» **Extracted records**
= = =

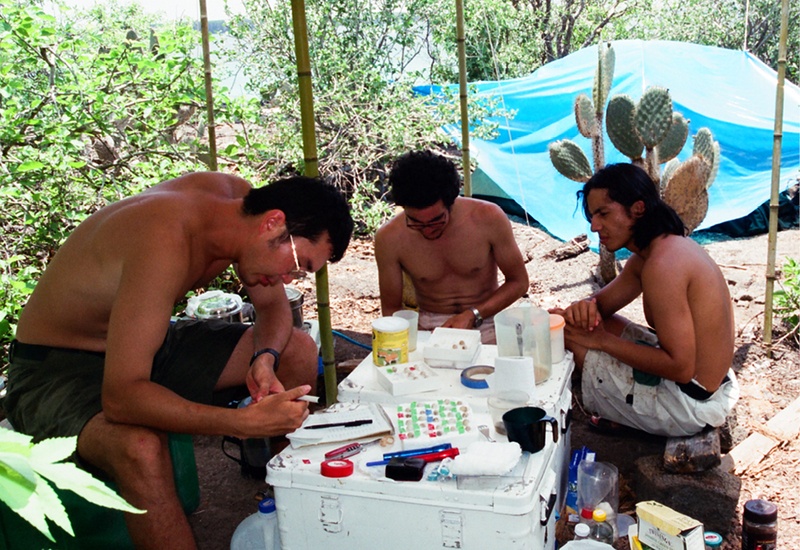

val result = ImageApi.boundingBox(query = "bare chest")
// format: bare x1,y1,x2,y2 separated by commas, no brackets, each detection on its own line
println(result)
400,238,492,282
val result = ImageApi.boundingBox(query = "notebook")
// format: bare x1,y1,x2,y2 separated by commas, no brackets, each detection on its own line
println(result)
287,402,394,449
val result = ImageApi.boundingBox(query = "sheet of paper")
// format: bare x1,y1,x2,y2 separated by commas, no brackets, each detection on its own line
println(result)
287,402,393,449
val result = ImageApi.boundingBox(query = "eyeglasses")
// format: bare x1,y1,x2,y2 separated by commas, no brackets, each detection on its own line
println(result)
405,209,450,230
288,235,307,279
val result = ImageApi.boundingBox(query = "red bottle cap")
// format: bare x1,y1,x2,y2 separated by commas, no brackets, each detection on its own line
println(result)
321,459,354,478
581,508,594,519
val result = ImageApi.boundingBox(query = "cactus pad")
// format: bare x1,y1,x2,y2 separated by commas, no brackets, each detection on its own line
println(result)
575,94,598,138
706,141,720,189
634,87,673,148
593,42,615,112
606,94,643,159
663,156,711,233
549,140,593,183
657,113,689,164
660,158,681,196
692,127,715,161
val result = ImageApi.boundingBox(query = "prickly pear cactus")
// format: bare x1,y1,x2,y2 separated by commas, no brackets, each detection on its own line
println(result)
549,140,593,183
575,94,598,138
606,95,643,160
663,156,711,233
657,113,689,164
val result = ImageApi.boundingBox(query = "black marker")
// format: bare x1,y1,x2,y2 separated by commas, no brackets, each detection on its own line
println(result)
305,419,373,430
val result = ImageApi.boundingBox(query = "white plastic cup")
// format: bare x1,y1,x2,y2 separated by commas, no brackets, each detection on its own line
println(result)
392,310,419,351
550,314,565,364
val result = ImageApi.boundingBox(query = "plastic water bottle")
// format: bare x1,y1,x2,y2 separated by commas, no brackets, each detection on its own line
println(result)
589,508,615,545
230,498,280,550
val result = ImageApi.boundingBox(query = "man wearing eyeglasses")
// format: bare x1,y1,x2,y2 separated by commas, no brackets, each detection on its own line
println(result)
375,150,529,343
4,172,353,550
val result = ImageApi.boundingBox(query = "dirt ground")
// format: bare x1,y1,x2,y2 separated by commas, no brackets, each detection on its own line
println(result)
188,221,799,550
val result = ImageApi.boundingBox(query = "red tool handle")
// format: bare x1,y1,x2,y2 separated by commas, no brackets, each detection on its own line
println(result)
414,447,460,463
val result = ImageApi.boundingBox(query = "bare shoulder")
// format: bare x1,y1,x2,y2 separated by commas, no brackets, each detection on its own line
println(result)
375,213,404,245
461,197,506,221
148,171,252,199
642,235,716,280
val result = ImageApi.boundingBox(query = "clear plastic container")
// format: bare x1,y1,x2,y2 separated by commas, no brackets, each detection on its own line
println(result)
230,498,280,550
495,305,552,383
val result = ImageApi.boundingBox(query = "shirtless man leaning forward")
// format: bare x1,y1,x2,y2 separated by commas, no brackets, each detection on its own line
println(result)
552,163,738,437
375,150,529,344
4,172,353,549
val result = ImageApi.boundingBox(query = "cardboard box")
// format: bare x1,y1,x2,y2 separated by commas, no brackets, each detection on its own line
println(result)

= = =

» **What is being asked**
Using the listing above, tally how many lines include the word "bottle". Write only the number.

» **Answer to this problem**
2